▸ Exercise prompt: Copy exactly. Begin at the line containing "would you mind locating the microphone in" and stop at the last line of the entries, omitting any pictures.

▸ Image-backed grounding data:
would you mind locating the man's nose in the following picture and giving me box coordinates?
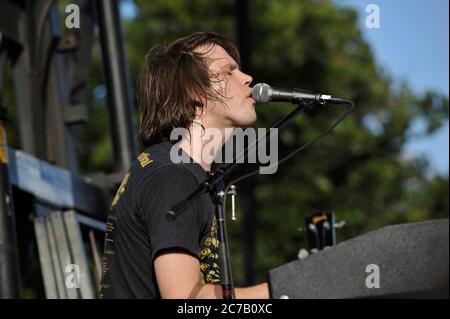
[243,72,253,86]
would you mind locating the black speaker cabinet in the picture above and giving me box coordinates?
[268,218,449,298]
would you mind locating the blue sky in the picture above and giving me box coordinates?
[335,0,449,176]
[121,0,449,176]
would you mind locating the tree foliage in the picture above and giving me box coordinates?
[78,0,448,283]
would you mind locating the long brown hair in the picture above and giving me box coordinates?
[137,32,240,148]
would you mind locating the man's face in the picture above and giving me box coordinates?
[199,44,257,129]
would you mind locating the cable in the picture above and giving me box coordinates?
[223,100,355,203]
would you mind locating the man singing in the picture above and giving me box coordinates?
[99,32,269,299]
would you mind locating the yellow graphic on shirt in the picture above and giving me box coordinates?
[200,215,221,284]
[98,213,117,298]
[138,152,153,168]
[0,126,9,164]
[111,173,130,207]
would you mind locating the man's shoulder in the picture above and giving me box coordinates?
[135,142,172,169]
[136,142,206,179]
[129,142,208,197]
[146,163,198,184]
[131,142,177,177]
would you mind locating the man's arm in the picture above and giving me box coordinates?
[154,251,269,299]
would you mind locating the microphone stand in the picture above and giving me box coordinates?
[166,102,309,299]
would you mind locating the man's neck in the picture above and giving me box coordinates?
[177,124,233,172]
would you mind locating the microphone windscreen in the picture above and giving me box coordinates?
[252,83,271,103]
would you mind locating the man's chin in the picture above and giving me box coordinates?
[228,108,258,127]
[248,111,258,126]
[236,116,257,128]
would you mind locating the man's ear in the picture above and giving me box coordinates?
[195,104,207,120]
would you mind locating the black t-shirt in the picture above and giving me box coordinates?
[98,142,220,299]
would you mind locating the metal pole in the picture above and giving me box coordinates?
[0,107,22,298]
[211,174,235,299]
[96,0,137,171]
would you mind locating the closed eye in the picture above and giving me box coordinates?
[223,63,239,75]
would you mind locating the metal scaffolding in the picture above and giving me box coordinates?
[0,0,137,298]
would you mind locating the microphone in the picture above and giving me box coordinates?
[252,83,349,105]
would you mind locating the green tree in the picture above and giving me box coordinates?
[77,0,448,284]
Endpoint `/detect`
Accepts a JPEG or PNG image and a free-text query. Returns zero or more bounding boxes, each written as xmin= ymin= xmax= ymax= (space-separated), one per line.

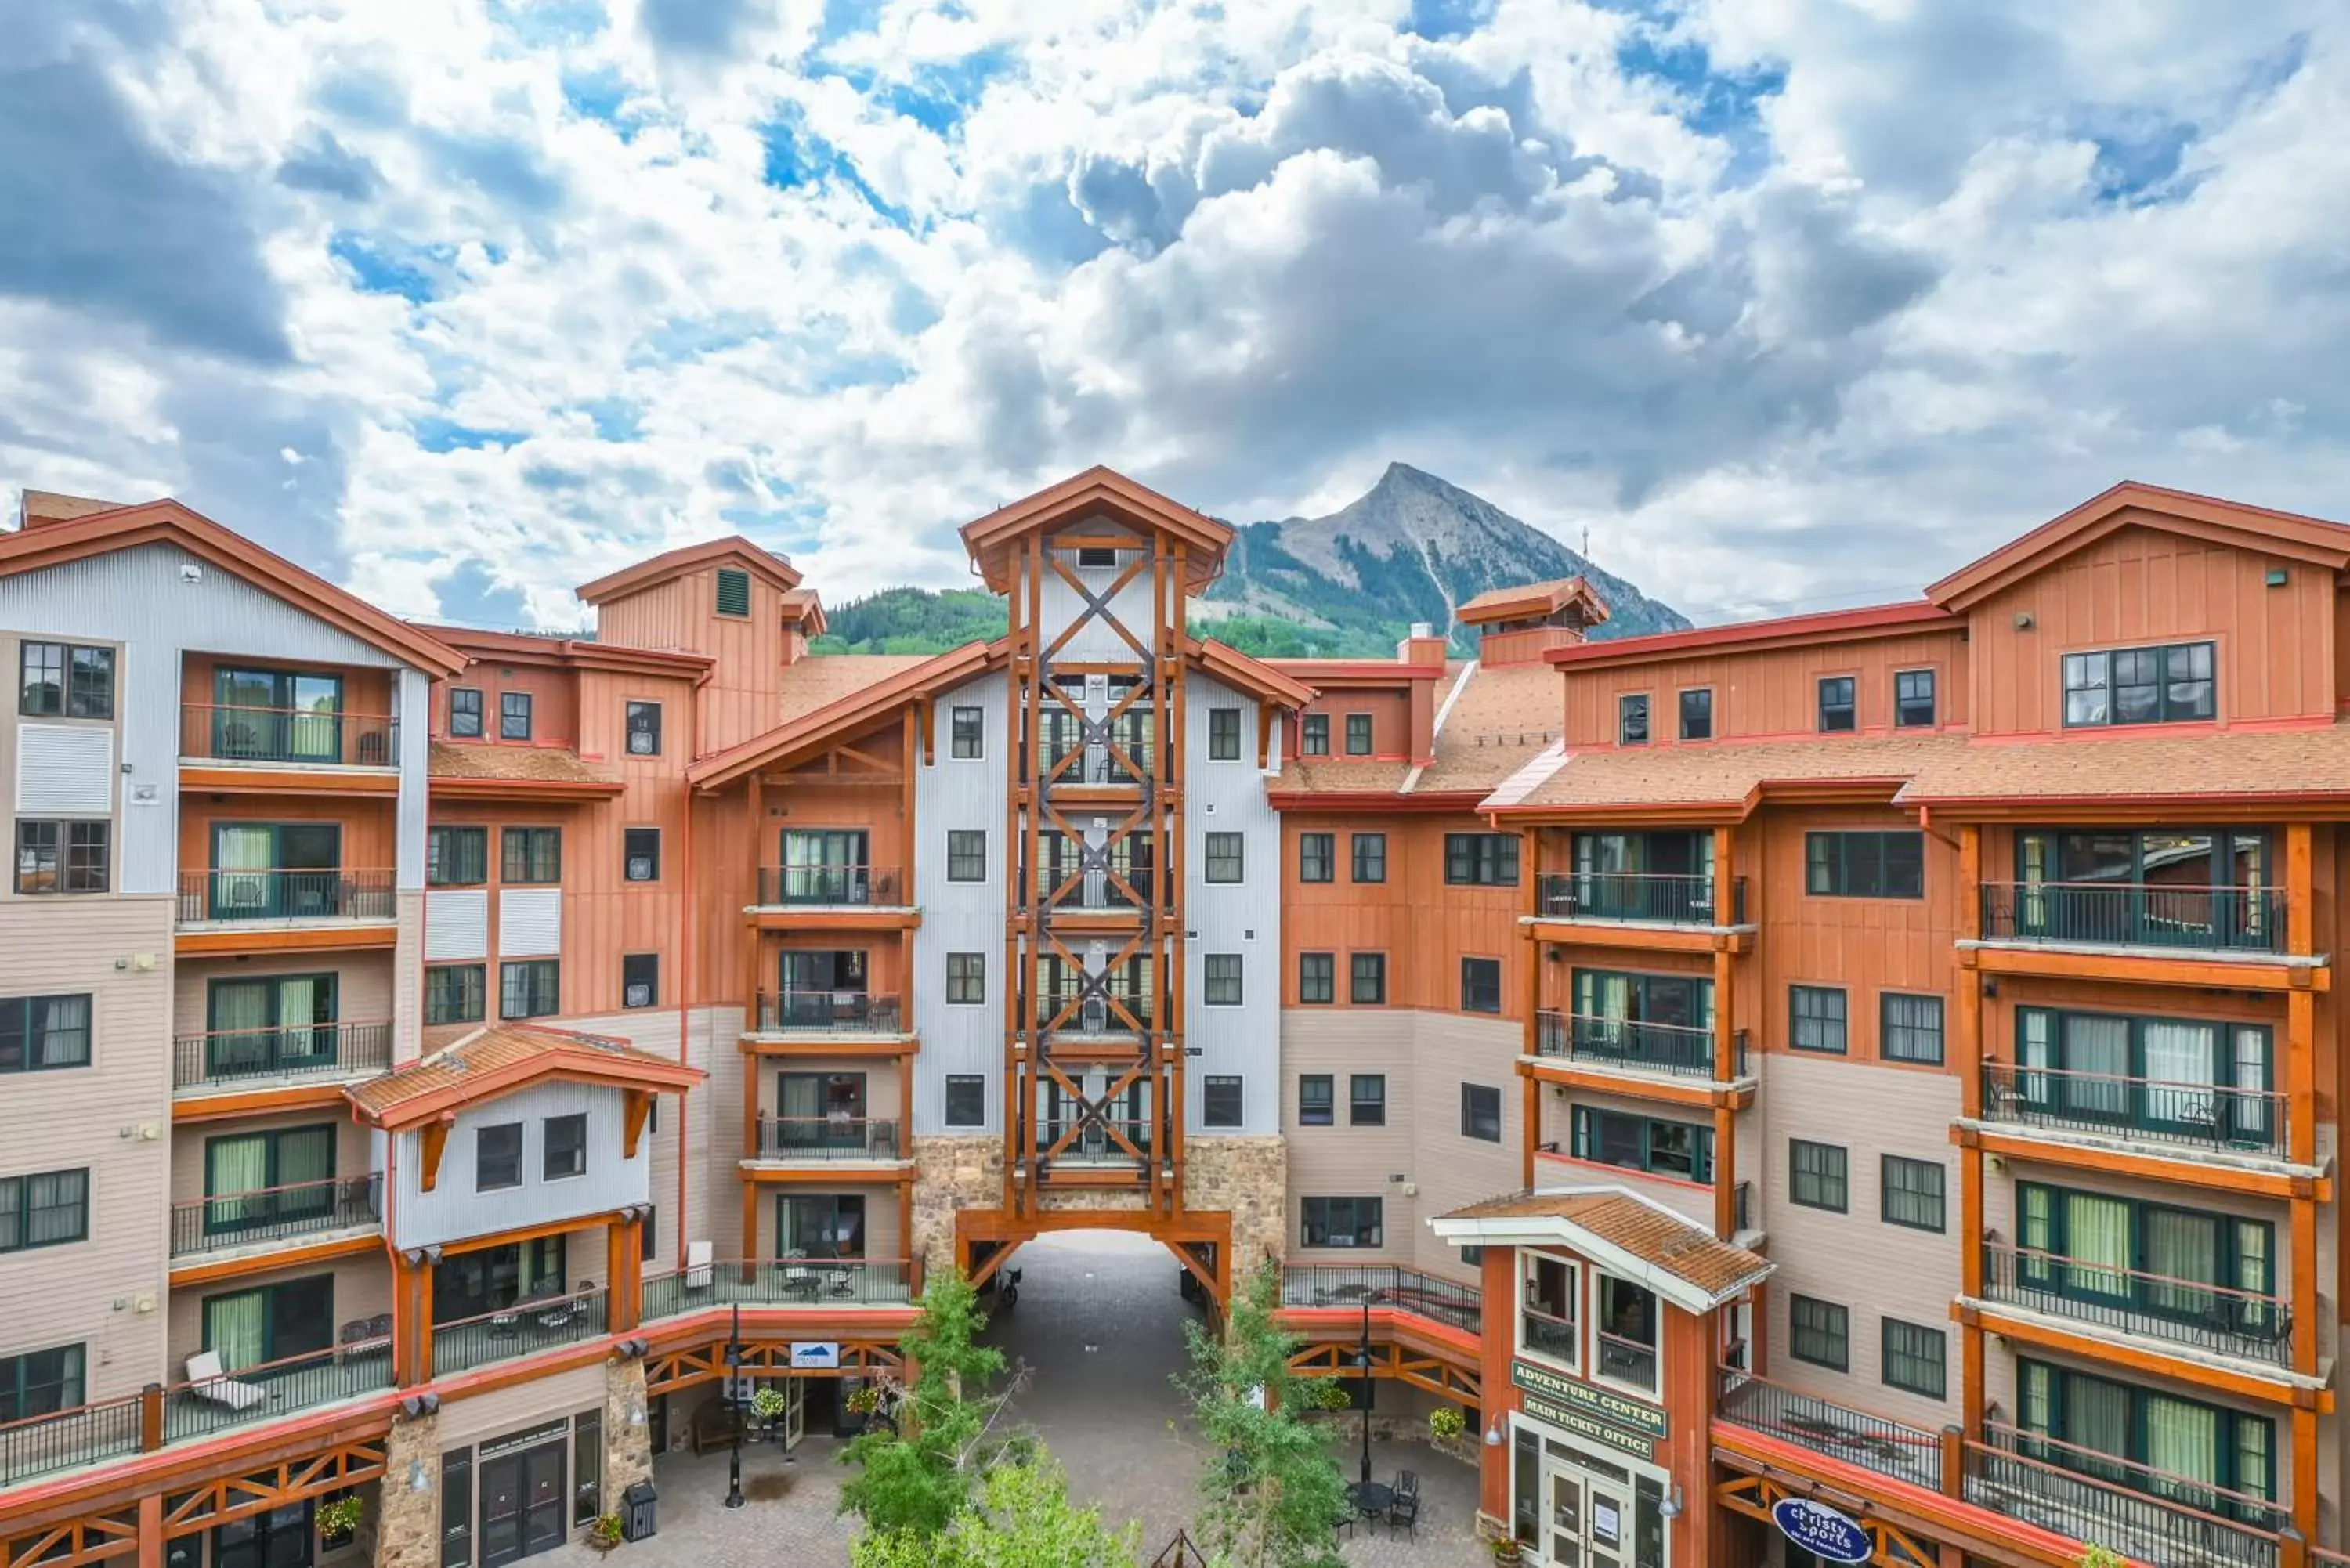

▸ Task response:
would you mind locating the microphone in the picture above and giving me box coordinates?
[252,83,349,105]
would you mind locating the green tree in the picture above and giving me box coordinates?
[77,0,448,284]
Endpoint `/detect`
Accepts a JPEG or PNG image and a free-text query. Returns zero or more bounding boxes, each written as xmin= ymin= xmax= ymax= (space-separated), one per line.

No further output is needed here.